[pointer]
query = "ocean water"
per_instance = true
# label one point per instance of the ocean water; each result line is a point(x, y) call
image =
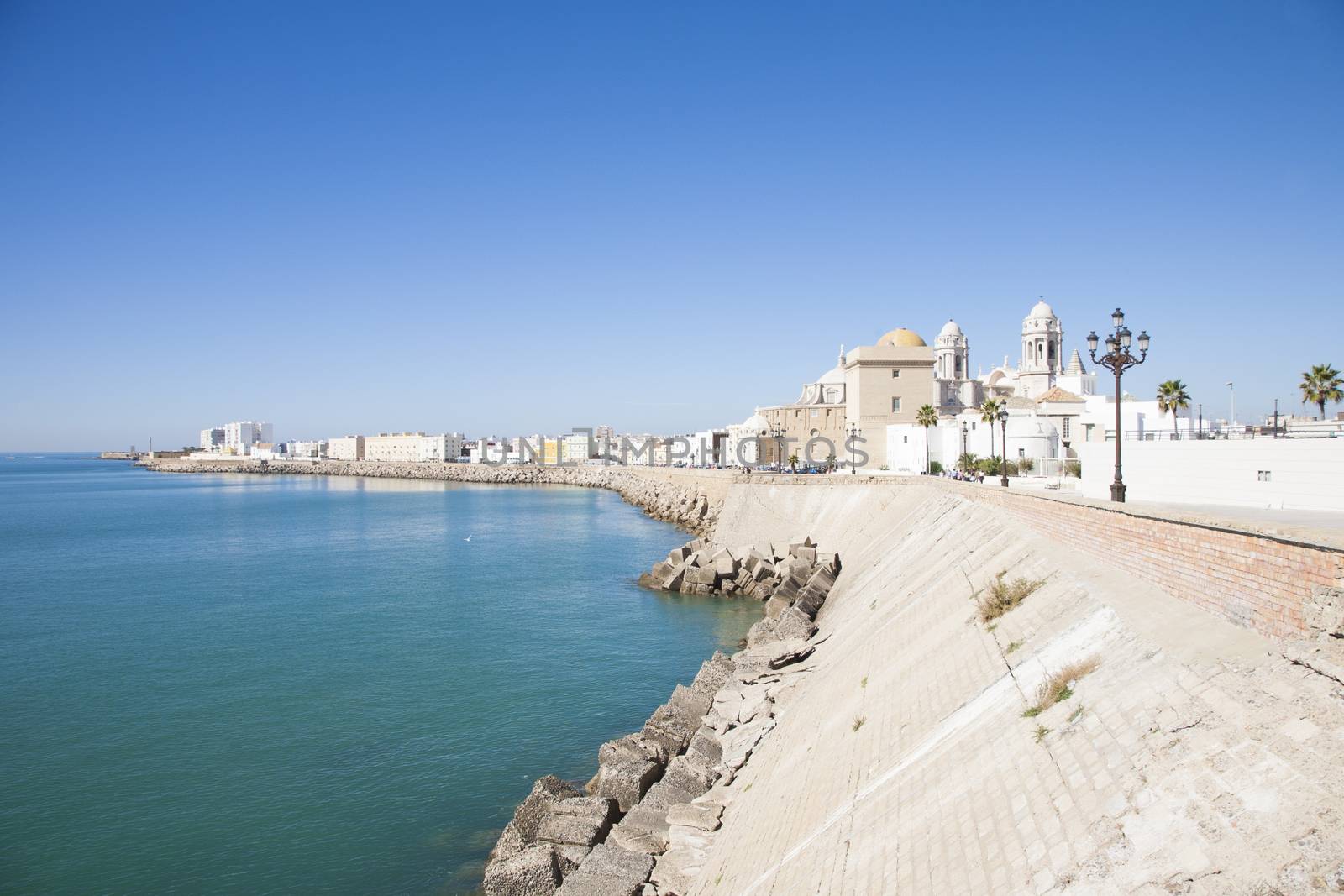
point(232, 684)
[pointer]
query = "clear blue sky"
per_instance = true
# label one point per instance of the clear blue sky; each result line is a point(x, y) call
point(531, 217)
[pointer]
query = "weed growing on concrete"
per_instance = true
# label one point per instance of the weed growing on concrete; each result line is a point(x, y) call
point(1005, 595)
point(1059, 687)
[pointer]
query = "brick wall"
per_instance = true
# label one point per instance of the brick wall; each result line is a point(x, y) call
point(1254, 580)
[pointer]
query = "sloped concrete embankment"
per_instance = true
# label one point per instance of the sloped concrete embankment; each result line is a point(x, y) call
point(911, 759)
------------------------------
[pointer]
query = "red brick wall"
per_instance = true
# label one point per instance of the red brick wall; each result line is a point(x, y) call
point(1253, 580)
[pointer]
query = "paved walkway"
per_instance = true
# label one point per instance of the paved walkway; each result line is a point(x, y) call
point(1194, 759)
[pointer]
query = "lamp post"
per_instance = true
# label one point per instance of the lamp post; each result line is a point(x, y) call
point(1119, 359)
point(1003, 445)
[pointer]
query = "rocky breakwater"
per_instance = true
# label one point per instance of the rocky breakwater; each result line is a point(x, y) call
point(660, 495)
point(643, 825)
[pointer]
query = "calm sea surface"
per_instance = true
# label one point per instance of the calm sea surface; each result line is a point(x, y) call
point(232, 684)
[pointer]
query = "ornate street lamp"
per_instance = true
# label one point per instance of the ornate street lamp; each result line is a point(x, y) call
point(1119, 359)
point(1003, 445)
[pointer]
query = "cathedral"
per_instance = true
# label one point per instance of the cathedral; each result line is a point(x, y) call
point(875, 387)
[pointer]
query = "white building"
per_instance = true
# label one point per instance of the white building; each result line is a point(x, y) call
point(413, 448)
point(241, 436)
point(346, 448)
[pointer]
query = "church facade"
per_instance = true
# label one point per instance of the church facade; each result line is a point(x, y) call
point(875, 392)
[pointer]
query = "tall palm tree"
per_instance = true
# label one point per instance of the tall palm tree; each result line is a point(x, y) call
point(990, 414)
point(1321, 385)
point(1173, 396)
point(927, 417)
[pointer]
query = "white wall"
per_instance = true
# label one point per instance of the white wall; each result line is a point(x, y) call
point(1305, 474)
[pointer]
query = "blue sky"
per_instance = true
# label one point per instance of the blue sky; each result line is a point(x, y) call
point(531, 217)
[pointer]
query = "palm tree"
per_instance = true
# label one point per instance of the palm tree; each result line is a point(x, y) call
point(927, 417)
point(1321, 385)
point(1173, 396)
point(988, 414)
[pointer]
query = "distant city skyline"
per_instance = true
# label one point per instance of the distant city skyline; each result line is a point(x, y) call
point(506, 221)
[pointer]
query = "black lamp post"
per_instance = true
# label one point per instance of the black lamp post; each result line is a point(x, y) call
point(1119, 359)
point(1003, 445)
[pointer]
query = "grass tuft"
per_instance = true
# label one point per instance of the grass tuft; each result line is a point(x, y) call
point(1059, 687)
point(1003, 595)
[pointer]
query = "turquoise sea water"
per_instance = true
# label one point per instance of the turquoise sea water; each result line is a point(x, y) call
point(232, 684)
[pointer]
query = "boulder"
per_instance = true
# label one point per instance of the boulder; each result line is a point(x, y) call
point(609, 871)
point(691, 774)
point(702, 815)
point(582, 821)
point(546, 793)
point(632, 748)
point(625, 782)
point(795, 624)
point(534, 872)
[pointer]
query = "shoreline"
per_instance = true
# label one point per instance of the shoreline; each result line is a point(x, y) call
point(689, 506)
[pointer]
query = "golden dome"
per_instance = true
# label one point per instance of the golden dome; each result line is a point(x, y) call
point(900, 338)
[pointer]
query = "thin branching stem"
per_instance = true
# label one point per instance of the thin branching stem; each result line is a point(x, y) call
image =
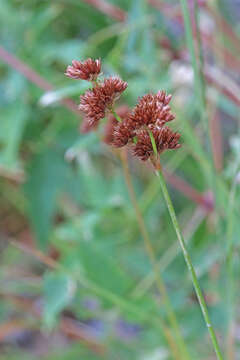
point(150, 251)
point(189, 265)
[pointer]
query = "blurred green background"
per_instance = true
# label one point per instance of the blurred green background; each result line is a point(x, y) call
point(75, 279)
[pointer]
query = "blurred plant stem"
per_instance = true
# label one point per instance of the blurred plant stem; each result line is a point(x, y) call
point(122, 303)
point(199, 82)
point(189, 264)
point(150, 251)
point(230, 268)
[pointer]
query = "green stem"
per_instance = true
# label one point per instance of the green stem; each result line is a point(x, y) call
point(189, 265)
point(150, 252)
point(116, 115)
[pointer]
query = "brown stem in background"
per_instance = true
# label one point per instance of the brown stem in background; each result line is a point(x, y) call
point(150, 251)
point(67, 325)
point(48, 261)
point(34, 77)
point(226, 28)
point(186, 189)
------------------------------
WHAT THE TASK REQUIRES: Work out how many lines of the material contain the string "ocean"; nothing except that figure should be given.

TASK RESPONSE: 2